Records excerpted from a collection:
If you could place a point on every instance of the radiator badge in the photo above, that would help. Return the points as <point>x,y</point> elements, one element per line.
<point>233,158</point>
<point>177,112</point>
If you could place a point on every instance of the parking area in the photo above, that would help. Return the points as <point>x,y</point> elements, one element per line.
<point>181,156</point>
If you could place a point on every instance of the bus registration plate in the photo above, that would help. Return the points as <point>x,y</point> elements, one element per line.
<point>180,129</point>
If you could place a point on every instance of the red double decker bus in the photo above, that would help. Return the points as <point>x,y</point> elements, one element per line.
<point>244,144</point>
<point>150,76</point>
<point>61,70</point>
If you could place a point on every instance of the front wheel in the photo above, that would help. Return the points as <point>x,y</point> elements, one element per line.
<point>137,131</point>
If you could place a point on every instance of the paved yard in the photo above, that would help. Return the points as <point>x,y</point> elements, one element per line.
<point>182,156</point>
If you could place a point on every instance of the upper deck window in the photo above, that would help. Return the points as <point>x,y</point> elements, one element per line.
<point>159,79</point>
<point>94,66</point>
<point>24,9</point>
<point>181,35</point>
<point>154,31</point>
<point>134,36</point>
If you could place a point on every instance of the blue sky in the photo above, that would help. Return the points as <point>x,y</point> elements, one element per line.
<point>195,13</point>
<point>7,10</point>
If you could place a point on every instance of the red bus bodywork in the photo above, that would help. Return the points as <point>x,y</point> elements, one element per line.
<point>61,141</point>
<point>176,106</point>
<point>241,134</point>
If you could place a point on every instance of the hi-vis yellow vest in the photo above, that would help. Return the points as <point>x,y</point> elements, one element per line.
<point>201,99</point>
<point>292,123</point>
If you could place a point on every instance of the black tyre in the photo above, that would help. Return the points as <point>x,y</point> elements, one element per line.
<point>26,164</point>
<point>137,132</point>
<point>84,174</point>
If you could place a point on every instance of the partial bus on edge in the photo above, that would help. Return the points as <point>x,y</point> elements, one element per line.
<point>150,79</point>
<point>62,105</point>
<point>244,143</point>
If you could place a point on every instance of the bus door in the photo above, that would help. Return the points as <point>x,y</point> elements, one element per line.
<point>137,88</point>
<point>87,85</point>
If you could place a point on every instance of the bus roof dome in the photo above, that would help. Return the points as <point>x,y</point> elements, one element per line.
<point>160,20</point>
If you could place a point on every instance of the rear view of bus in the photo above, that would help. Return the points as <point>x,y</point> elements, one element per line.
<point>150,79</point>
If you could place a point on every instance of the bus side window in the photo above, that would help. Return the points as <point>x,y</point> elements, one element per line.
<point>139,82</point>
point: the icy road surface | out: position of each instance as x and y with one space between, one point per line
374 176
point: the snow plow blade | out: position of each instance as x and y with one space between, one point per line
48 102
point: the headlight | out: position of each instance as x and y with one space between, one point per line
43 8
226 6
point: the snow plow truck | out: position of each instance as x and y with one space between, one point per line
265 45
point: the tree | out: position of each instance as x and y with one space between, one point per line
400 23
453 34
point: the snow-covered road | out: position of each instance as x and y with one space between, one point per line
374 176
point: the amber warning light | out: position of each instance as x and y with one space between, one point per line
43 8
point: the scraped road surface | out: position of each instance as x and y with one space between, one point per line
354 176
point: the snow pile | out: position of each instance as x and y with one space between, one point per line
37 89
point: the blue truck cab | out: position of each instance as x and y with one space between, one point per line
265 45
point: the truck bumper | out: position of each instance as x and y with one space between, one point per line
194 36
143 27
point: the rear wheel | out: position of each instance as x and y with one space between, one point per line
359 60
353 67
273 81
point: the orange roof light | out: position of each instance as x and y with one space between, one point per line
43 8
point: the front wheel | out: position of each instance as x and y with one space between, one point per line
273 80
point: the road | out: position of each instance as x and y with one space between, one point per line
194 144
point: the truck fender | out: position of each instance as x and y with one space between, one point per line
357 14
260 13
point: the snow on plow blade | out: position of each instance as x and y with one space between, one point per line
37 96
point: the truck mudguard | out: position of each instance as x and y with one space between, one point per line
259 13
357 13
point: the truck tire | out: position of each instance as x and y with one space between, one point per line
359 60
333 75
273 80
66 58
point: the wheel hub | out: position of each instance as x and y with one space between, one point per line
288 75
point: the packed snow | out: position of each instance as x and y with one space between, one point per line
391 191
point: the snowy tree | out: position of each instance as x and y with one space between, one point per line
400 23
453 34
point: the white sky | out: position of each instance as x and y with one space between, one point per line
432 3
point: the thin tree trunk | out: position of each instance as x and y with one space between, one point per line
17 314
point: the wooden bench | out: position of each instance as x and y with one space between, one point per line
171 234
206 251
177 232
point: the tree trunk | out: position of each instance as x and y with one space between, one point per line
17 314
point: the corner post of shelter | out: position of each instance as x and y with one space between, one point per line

• _WORK INSTRUCTION_: Please retype all of the data above exactly as written.

• _PROBLEM SOLUTION_:
If you could place a point on every instance of the radiator badge in the photo above, that would help. Return the points as <point>x,y</point> elements, one element per line.
<point>233,158</point>
<point>177,112</point>
If you could place a point on every instance of the parking area in the photo above, that would help. Return the points as <point>x,y</point> elements, one element per line.
<point>181,156</point>
If you could place a point on every instance of the bus registration plate in the photo above, that would help. Return the points as <point>x,y</point> elements, one element per line.
<point>180,129</point>
If you could place a point on every instance of the red double decker bus in the photo above, that would help. Return the points as <point>x,y</point> elements, one element per line.
<point>244,144</point>
<point>150,76</point>
<point>61,70</point>
If you could place a point on every instance of the front wheel in the photo above, that would help. Return the points as <point>x,y</point> elements, one element per line.
<point>137,131</point>
If you could place a point on every instance of the paved yard in the photo above, that would help. Return the points as <point>x,y</point> elements, one element per line.
<point>182,156</point>
If you could place a point on every instance of the upper deck window in the photo above, that would help. Return the points as <point>x,y</point> elements, one element per line.
<point>159,79</point>
<point>94,66</point>
<point>24,9</point>
<point>181,35</point>
<point>154,31</point>
<point>134,36</point>
If you could place a point on every instance of the blue sky in the photo above, that would help. Return the points as <point>x,y</point> elements, one element per line.
<point>195,13</point>
<point>7,10</point>
If you could place a point on every instance of the red bus bodywork in the photo above, that would help. Return the points as <point>x,y</point> elements, one element per line.
<point>61,141</point>
<point>176,106</point>
<point>241,134</point>
If you could place a point on every instance of the hi-vis yellow vest in the photo above, that would help. Return the points as <point>x,y</point> elements, one element per line.
<point>201,99</point>
<point>292,123</point>
If you could place a point on every instance of the black tyre in the photo above, that would help. Return the points as <point>x,y</point> elements, one element per line.
<point>26,164</point>
<point>137,132</point>
<point>84,174</point>
If you could place a point on every instance of the partial bus on edge in the photo above, that would help. Return the points as <point>x,y</point> elements, one element per line.
<point>150,79</point>
<point>62,105</point>
<point>244,143</point>
If you could place a point on every instance of the bus door in the photo above, that would help. Return the points as <point>x,y</point> elements, one element per line.
<point>137,88</point>
<point>87,85</point>
If you could place a point on every instance of the bus roof dome in the photo above, that would help. Return the points as <point>x,y</point> elements, one element per line.
<point>160,20</point>
If you could place a point on every instance of the rear view of bus in the photo above, that would help. Return the points as <point>x,y</point> elements, one element per line.
<point>150,79</point>
If you could place a point on every instance of the bus side window in the photo above, that would help. Return the points as <point>x,y</point> elements, one element per line.
<point>139,82</point>
point: the icy road surface | out: position of each instance as x and y with one space between, one point per line
374 176
point: the snow plow blade | out: position of each instance as x and y with one space between, one point per line
48 102
point: the headlight | out: position of each instance as x and y with one space between, one point per line
43 8
226 6
point: the snow plow truck | out: position of each instance as x and y with one space between, one point per line
265 45
point: the tree | out: position of each instance as x and y with one space between, one point per line
400 23
453 34
point: the snow-covered road | out: position of each instance as x and y with one space between, one point per line
374 176
point: the amber warning light | out: position of each instance as x and y with one space between, one point per line
43 8
point: the scraped road surface | out: position of each instance as x and y with one space between, one point per line
354 176
point: the snow pile | out: position of each instance as x and y with one space between, one point per line
37 89
point: the blue truck cab | out: position of each instance as x and y with one space between, one point per line
265 45
point: the truck bumper | out: position of each instance as x and y with one space between, one point per line
194 36
143 27
point: the rear wheel | out: position of each instance as x and y with one space between, one point per line
359 60
353 67
273 81
point: the orange roof light | out: position of each instance as x and y with one space between, one point per line
43 8
point: the front wheel | out: position of each instance as x and y with one space between, one point per line
273 80
point: the road | out: position of each instance as x and y with one space between, one point per line
194 144
point: the truck fender | out: position of each instance as x and y with one space between, one point per line
357 14
260 13
point: the snow on plow blade | out: position of each instance as x and y with one space between, one point per line
37 96
point: the truck mudguard | out: position of each instance as x and y with one space between, one point per line
259 13
357 13
point: the truck tire | out: position of each instance as x and y with one space between, one point per line
359 60
333 75
273 80
66 58
point: the wheel hub | out: position of each instance as x and y with one space between, one point per line
288 75
point: the packed snow | out: position of each instance as x and y with one space between, one point per line
391 191
point: the snowy tree | out: position of each instance as x and y with one space between, one point per line
400 23
453 34
point: the white sky | out: position of each instance as x and y with one space between, one point per line
432 3
point: the thin tree trunk | out: position of each instance as x and y with one space between, one point per line
17 314
point: the wooden bench | out: position of each instance as x and y with one space between, one point per line
171 234
206 251
177 232
point: the tree trunk | out: position of each instance as x and y with one space between, one point per line
17 314
point: the corner post of shelter | out: position of each instance as x and y with one space between, one point per line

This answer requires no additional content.